Why don't you tell us exactly what you think of it??

I gather you didn't think it was terrific, but a piece of crap??? Why?

L
Reply to
Lucille

Well I liked the music - but I'm not sure why it's a piece of crap lol You'll have to explain, I genuinely do not know why it is crap.

Reply to
lucretia borgia

Though I forgot to mention, if I shocked, that's a good thing lol

Reply to
lucretia borgia

I'm labeling it crap because of the propagandistic nature of the last frame, that the illigitimacy rate was 3% (for white people, yes, not for the whole population and how many young women were forced into marriage to keep it that low?), that the divorce rate was lower (so women, who had fewer options to support themselves than today, got trapped in loveless or violent marriages), that immigrants learned English right away (guess they never met any of the Cubans who came in 1959) and nobody wanted to be a hyphenated American (except African-Americans, I guess, but who asked them what they wanted?). I could go on, but I think you get my drift.

Elizabeth (besides, since it came from Sheena, I kept waiting for the punch line!)

Reply to
Dr. Brat

If all of the above is true, then it is crap. I clearly did not read/watch closely enough. I did see the bit about learning English but judged that to be true of the times.

Sorry, you are right, that does not voice my opinion as you rightly judge, I will watch again and return, tail between legs no doubt.

Reply to
lucretia borgia

I did like the music. Could have done with out the rest. C

Reply to
Cheryl Isaak

You are right, I did glide past that and do not agree. They maybe were the facts but not because they are to be praised, but because that was how it was and rigidly so.

The illegitimacy rate was that way because of shotgun marriages, the ability of the wealthy to take off for Japan or Sweden and rid themselves of a pregnancy and it was just left for the unlucky to suffer an unwanted pregnancy.

I was lured by the sirenistic music, mea culpa.

Reply to
lucretia borgia

I was a young, married woman in the 60's and I agree with nearly everything you say except for calling Black people African-American. The only "nice" word I remember being used was Negro. Maybe it was different in other parts of the country.

COLLECTED DATA ::
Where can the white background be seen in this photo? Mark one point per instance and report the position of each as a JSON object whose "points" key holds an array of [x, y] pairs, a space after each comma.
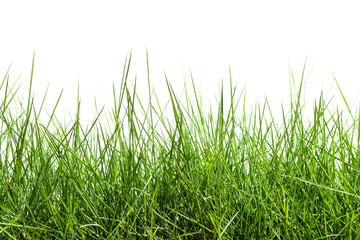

TASK REQUIREMENTS ::
a: In the comment thread, what is the only "nice" word the last commenter remembers being used for Black people?
b: Rewrite everything in the comment thread from "If all of the" down to "and rigidly so.", with "music" changed to "soundtrack".
None of the lines are needed here.

ANSWER LIST ::
a: Negro.

b:
If all of the above is true, then it is crap. I clearly did not read/watch closely enough. I did see the bit about learning English but judged that to be true of the times.

Sorry, you are right, that does not voice my opinion as you rightly judge, I will watch again and return, tail between legs no doubt.

Reply to
lucretia borgia

I did like the soundtrack. Could have done with out the rest. C

Reply to
Cheryl Isaak

You are right, I did glide past that and do not agree. They maybe were the facts but not because they are to be praised, but because that was how it was and rigidly so.